* [What is needed]
List every line of the records below that contains the word "runner", copying each such line in full.

* [Available records]
○ ○ ○ ○ ○

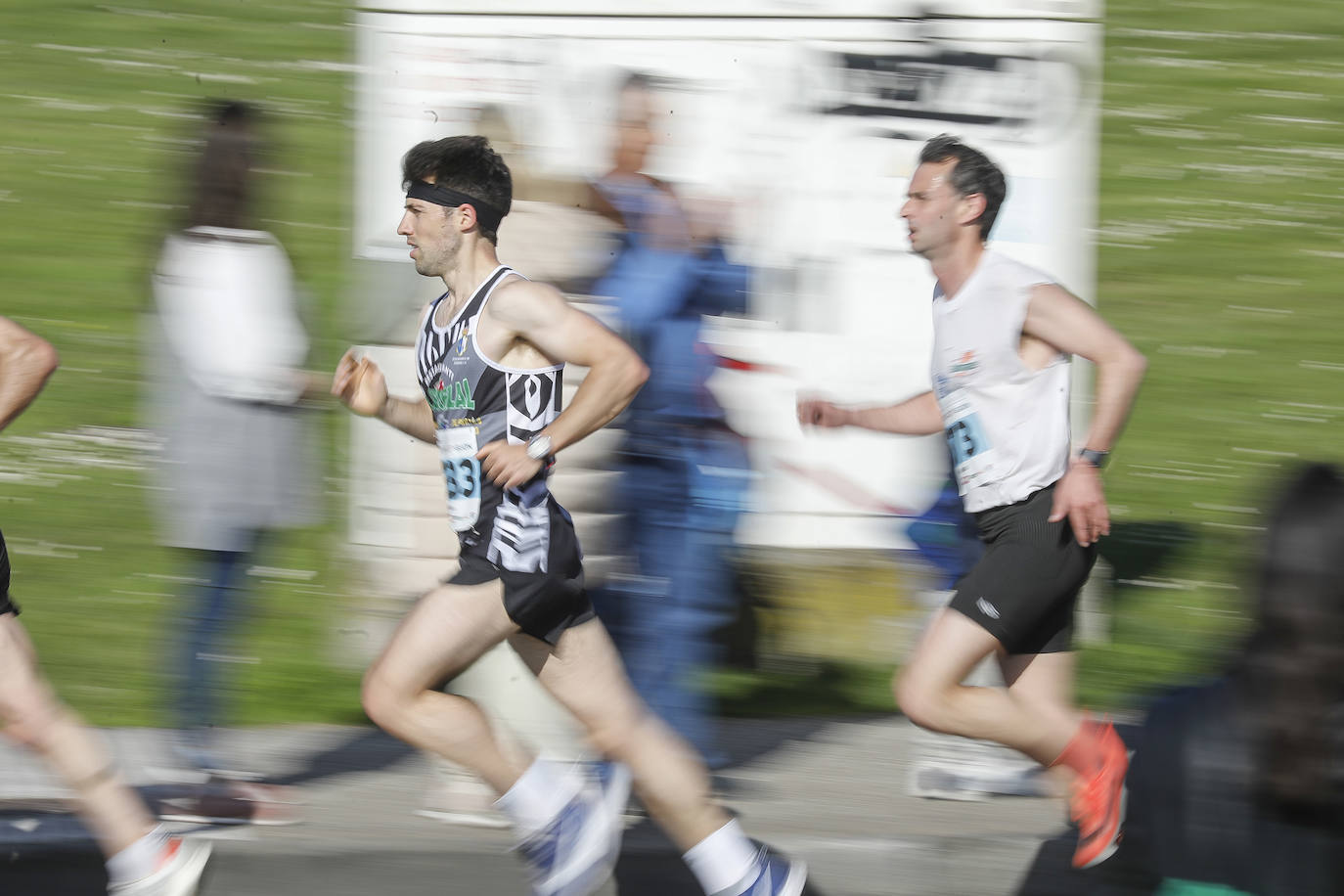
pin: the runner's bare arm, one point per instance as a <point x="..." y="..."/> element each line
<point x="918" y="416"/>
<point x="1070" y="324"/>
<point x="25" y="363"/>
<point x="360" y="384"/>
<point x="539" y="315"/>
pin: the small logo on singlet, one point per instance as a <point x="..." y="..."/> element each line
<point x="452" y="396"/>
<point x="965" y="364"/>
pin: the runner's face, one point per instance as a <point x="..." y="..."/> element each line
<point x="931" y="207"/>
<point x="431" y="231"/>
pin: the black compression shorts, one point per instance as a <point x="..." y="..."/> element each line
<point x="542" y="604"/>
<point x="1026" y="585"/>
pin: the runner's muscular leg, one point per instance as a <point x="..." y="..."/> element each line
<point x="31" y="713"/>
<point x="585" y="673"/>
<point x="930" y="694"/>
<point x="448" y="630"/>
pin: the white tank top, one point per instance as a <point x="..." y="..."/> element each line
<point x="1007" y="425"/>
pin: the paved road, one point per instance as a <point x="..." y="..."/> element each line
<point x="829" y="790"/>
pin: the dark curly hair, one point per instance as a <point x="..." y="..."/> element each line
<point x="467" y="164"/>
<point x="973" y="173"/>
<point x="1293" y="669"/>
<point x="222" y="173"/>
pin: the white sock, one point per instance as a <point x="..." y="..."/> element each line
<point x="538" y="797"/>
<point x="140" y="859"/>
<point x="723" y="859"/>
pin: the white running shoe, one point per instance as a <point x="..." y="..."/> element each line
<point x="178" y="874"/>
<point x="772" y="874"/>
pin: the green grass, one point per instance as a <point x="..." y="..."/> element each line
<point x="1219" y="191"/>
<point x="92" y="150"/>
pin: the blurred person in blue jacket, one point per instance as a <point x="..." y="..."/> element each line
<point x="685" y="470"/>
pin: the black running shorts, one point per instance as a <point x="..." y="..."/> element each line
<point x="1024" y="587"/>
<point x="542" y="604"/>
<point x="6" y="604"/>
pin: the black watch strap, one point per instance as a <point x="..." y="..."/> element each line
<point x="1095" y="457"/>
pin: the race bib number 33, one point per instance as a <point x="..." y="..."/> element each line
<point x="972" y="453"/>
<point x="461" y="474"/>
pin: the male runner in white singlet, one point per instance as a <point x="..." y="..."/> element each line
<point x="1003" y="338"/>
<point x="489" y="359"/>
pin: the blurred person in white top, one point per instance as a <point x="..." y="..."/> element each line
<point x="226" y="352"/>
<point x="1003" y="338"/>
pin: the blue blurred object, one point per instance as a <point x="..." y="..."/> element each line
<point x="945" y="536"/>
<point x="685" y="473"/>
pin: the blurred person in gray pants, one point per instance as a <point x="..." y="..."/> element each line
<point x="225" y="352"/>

○ ○ ○ ○ ○

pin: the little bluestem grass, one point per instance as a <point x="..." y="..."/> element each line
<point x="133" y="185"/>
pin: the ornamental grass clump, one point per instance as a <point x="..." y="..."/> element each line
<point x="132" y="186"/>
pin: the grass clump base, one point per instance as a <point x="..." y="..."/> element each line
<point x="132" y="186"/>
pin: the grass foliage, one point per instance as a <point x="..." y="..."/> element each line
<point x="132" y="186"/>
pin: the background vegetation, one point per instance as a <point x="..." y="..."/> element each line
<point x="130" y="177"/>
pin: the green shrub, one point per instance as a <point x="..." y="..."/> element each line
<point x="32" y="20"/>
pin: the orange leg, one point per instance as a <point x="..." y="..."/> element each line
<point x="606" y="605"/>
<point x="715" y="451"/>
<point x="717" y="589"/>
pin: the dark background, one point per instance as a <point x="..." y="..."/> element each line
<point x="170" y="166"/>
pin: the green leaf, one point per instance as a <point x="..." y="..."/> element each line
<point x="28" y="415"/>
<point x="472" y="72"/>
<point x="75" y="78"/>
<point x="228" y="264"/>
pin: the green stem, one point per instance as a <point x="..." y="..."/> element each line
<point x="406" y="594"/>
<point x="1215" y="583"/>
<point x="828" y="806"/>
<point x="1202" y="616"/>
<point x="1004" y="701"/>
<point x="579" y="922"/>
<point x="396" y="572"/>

○ ○ ○ ○ ○

* [Exercise solution]
pin: the runner's bare arm, one point per instance as a <point x="..." y="..."/> element each line
pin: the runner's face, one point per instance as a <point x="..." y="..."/> element each line
pin: the runner's muscular leg, one point per instance as a <point x="..." y="..."/> element each line
pin: the male runner in white singlet, one point per instance as a <point x="..." y="..."/> element each line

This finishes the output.